(EXERCISE TASK):
Format the lines of the records below as a Markdown table with the columns "Row" and "Line," numbering each row and omitting blank lines.

Region annotation entries
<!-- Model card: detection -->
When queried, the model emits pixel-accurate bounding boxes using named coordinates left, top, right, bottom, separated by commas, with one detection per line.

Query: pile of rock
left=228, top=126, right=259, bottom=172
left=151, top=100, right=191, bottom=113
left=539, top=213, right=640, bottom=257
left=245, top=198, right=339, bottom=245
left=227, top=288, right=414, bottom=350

(OUTPUT OF THE EXERCISE):
| Row | Line |
|---|---|
| 1 | <!-- Model card: detection --> |
| 2 | When queried, the model emits pixel-accurate bounding boxes using named coordinates left, top, right, bottom, separated by commas, with one detection per line. |
| 3 | Query: pile of rock |
| 4 | left=228, top=126, right=259, bottom=172 |
| 5 | left=151, top=100, right=191, bottom=113 |
| 6 | left=539, top=213, right=640, bottom=257 |
| 7 | left=245, top=198, right=339, bottom=245 |
| 8 | left=227, top=288, right=414, bottom=350 |